## WHAT IS BEING ASKED
Report all lines below with the word "sprig".

Data items:
┄┄┄┄┄┄┄┄┄┄

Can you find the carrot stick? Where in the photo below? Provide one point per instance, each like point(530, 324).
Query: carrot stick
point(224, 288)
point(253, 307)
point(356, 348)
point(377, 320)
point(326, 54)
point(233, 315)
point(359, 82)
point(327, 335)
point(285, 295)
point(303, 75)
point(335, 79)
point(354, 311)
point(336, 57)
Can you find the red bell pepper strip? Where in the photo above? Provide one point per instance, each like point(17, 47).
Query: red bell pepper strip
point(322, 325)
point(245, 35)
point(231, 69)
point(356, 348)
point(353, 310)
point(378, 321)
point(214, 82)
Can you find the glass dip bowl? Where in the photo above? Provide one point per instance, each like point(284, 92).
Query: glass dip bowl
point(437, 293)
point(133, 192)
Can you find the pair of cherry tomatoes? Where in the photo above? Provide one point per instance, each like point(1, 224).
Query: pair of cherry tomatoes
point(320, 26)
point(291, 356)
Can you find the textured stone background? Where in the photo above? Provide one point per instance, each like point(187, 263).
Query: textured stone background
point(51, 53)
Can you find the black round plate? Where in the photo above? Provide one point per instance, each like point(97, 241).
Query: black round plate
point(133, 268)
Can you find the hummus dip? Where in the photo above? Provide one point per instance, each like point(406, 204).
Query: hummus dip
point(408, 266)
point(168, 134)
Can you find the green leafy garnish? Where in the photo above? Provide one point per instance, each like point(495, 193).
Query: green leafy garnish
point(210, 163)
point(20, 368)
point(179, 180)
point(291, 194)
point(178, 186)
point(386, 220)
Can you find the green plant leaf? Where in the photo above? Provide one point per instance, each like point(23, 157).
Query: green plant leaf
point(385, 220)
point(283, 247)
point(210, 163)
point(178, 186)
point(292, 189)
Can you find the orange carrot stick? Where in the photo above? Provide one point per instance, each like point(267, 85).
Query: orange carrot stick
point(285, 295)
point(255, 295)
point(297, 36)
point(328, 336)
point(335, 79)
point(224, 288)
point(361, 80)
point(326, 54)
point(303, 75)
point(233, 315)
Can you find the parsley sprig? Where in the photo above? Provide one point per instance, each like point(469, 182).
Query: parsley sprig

┄┄┄┄┄┄┄┄┄┄

## TASK SOLUTION
Can you find the parsley sprig? Where in the photo above? Provide one point per instance, each like point(469, 182).
Query: parsley sprig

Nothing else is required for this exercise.